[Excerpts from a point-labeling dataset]
************
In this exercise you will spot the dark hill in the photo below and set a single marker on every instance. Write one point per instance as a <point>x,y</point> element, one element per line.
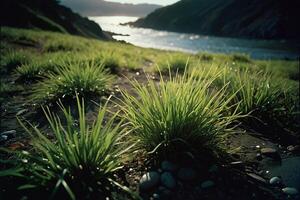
<point>268,19</point>
<point>106,8</point>
<point>47,15</point>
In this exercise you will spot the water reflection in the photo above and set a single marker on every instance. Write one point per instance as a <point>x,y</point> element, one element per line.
<point>194,43</point>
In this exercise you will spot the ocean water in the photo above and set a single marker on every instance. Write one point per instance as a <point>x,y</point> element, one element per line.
<point>193,43</point>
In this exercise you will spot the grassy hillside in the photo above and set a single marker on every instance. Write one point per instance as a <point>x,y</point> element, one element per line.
<point>47,15</point>
<point>112,112</point>
<point>232,18</point>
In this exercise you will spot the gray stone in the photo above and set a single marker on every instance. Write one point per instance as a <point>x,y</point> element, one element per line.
<point>271,152</point>
<point>3,138</point>
<point>207,184</point>
<point>187,174</point>
<point>290,191</point>
<point>20,112</point>
<point>149,180</point>
<point>275,180</point>
<point>10,133</point>
<point>168,166</point>
<point>168,180</point>
<point>165,194</point>
<point>213,168</point>
<point>256,177</point>
<point>288,170</point>
<point>294,149</point>
<point>156,196</point>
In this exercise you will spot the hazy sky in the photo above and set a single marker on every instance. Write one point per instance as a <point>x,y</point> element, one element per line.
<point>161,2</point>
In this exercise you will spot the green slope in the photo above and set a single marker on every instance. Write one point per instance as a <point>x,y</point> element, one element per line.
<point>47,15</point>
<point>270,19</point>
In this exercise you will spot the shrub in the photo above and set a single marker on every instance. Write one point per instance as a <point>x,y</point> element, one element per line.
<point>206,57</point>
<point>179,64</point>
<point>241,58</point>
<point>13,59</point>
<point>111,61</point>
<point>33,71</point>
<point>79,161</point>
<point>84,78</point>
<point>179,115</point>
<point>264,98</point>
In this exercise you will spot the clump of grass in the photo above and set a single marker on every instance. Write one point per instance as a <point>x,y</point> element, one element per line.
<point>263,98</point>
<point>39,68</point>
<point>111,61</point>
<point>180,115</point>
<point>205,57</point>
<point>64,44</point>
<point>178,64</point>
<point>85,78</point>
<point>241,58</point>
<point>79,161</point>
<point>33,71</point>
<point>13,59</point>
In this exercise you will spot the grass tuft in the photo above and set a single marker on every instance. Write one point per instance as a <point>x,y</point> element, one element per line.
<point>85,78</point>
<point>179,115</point>
<point>80,159</point>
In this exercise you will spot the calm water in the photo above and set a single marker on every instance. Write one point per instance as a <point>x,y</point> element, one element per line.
<point>193,43</point>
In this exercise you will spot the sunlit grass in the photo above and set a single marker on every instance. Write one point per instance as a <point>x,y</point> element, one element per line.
<point>85,78</point>
<point>78,161</point>
<point>12,59</point>
<point>179,115</point>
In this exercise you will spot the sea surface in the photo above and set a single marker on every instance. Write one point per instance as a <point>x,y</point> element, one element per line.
<point>193,43</point>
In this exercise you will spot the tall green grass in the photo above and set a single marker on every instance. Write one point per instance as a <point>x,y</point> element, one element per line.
<point>78,161</point>
<point>268,100</point>
<point>179,115</point>
<point>12,59</point>
<point>85,78</point>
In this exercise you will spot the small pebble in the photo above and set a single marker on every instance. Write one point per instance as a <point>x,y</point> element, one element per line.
<point>290,191</point>
<point>275,180</point>
<point>207,184</point>
<point>213,168</point>
<point>168,180</point>
<point>187,174</point>
<point>168,166</point>
<point>149,180</point>
<point>156,196</point>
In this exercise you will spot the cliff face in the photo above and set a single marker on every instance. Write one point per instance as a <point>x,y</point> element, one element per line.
<point>267,19</point>
<point>106,8</point>
<point>47,15</point>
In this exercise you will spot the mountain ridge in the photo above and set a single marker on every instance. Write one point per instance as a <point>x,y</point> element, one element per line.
<point>48,15</point>
<point>262,19</point>
<point>106,8</point>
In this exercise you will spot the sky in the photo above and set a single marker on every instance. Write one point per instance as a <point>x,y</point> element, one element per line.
<point>160,2</point>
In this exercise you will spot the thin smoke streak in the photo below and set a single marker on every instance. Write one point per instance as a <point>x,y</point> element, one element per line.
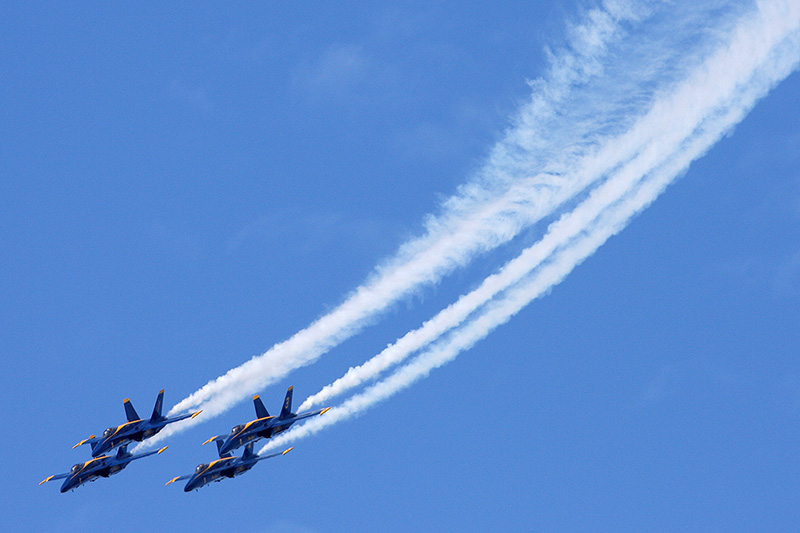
<point>512,209</point>
<point>487,213</point>
<point>771,60</point>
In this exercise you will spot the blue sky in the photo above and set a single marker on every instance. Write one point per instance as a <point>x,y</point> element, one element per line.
<point>185,186</point>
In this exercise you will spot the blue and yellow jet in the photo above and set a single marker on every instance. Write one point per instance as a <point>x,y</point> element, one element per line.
<point>104,466</point>
<point>264,426</point>
<point>135,429</point>
<point>227,466</point>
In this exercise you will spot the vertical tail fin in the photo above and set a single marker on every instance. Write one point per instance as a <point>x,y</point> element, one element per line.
<point>130,412</point>
<point>286,411</point>
<point>261,411</point>
<point>248,451</point>
<point>122,452</point>
<point>157,408</point>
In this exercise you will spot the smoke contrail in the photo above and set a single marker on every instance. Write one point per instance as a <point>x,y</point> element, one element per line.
<point>762,51</point>
<point>533,171</point>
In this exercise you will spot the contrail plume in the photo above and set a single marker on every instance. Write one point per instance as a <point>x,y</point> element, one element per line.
<point>521,183</point>
<point>763,50</point>
<point>581,126</point>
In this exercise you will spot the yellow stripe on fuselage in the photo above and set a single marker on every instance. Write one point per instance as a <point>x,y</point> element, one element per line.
<point>119,428</point>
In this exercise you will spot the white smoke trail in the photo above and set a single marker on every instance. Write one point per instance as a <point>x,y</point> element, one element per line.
<point>522,183</point>
<point>574,112</point>
<point>762,51</point>
<point>688,107</point>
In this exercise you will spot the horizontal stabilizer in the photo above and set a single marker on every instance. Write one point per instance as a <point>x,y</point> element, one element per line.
<point>173,480</point>
<point>220,442</point>
<point>48,478</point>
<point>92,441</point>
<point>284,452</point>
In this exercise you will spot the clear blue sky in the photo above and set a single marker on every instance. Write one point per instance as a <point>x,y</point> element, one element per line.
<point>185,185</point>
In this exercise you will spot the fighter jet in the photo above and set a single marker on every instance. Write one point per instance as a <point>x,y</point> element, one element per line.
<point>104,466</point>
<point>227,466</point>
<point>264,426</point>
<point>135,429</point>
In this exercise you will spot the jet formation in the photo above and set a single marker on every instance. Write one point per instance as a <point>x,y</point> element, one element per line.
<point>105,463</point>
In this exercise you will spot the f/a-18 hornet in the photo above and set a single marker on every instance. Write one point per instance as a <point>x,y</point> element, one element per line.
<point>135,429</point>
<point>227,466</point>
<point>264,426</point>
<point>104,466</point>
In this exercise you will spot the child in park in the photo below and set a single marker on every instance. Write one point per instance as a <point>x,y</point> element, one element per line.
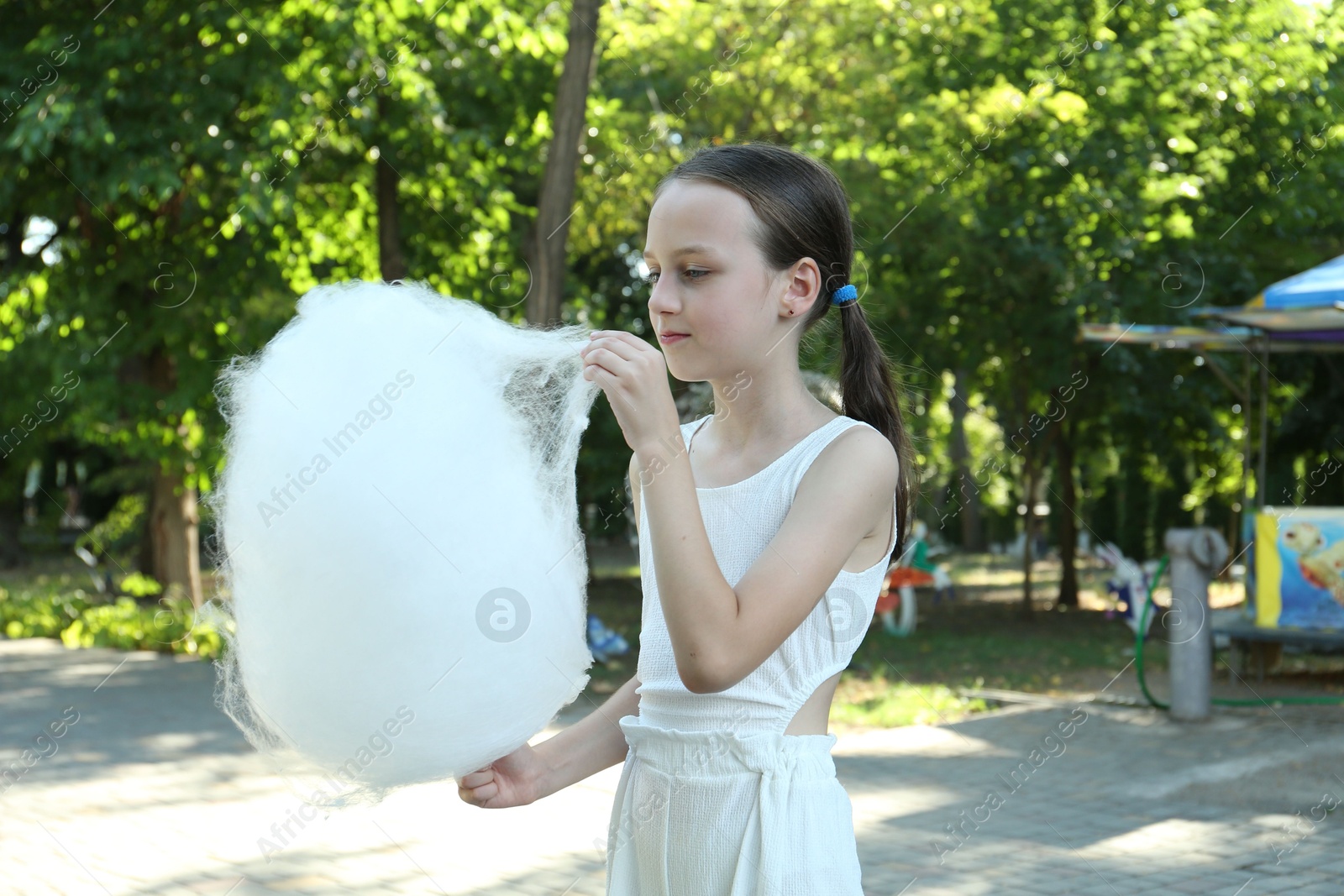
<point>765,530</point>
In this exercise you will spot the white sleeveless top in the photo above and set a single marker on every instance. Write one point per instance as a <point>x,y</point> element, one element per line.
<point>741,520</point>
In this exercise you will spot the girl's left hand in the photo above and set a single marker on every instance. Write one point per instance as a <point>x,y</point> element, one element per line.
<point>635,378</point>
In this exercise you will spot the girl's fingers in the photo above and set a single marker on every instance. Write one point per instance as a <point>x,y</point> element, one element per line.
<point>617,347</point>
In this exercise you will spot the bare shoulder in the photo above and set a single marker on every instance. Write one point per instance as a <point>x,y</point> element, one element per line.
<point>858,459</point>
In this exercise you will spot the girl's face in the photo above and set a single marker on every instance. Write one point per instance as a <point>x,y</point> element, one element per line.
<point>711,284</point>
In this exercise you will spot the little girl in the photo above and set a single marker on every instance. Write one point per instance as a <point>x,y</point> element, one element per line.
<point>766,530</point>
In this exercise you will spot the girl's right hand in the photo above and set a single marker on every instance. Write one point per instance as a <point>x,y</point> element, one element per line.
<point>510,781</point>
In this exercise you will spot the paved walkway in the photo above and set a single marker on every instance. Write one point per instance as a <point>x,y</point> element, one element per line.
<point>152,790</point>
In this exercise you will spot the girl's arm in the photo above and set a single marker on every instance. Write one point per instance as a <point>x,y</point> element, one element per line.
<point>588,746</point>
<point>721,633</point>
<point>530,773</point>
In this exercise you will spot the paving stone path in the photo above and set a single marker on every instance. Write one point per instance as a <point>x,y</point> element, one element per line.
<point>152,790</point>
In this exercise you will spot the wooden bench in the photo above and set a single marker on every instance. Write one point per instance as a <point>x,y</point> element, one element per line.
<point>1253,645</point>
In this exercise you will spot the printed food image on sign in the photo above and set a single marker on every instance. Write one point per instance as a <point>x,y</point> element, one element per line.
<point>1300,559</point>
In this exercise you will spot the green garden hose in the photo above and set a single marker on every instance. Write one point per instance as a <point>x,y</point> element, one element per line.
<point>1222,701</point>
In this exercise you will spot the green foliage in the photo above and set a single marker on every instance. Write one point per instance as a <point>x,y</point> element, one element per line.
<point>1012,170</point>
<point>47,610</point>
<point>140,586</point>
<point>120,531</point>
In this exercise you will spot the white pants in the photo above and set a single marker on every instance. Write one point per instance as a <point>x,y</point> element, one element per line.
<point>726,815</point>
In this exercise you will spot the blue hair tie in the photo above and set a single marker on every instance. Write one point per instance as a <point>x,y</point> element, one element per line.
<point>846,293</point>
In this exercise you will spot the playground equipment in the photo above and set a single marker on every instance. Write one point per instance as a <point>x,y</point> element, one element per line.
<point>1128,584</point>
<point>604,642</point>
<point>1195,557</point>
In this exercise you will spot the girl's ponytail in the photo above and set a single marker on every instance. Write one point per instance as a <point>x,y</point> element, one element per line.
<point>869,394</point>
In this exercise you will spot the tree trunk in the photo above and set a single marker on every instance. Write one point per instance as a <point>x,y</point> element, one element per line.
<point>550,231</point>
<point>170,550</point>
<point>390,259</point>
<point>965,492</point>
<point>175,553</point>
<point>1068,519</point>
<point>1028,527</point>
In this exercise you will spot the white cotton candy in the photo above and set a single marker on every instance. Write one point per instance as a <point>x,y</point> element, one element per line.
<point>401,533</point>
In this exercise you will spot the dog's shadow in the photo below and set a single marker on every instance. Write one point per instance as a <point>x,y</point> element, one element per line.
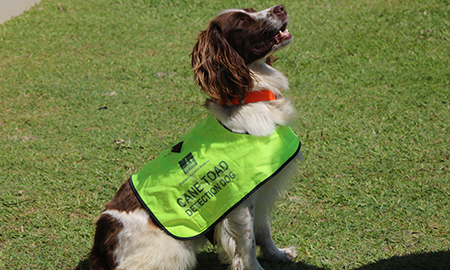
************
[Task instructions] Copy the data word for word, starting with the line that contains "In this exercise you will spot the girl's left" and stopping after the line that contains "<point>617,347</point>".

[The output]
In this exercise you will spot the girl's left hand in the photo above and set a single marker on every instance. Write one point per instance as a <point>x,y</point> element, one element per line.
<point>635,378</point>
In this exercise you will spot the girl's fingers in the photo above and set a single marker on every instance. Write one point per instance as a <point>x,y</point> element, one element per line.
<point>617,347</point>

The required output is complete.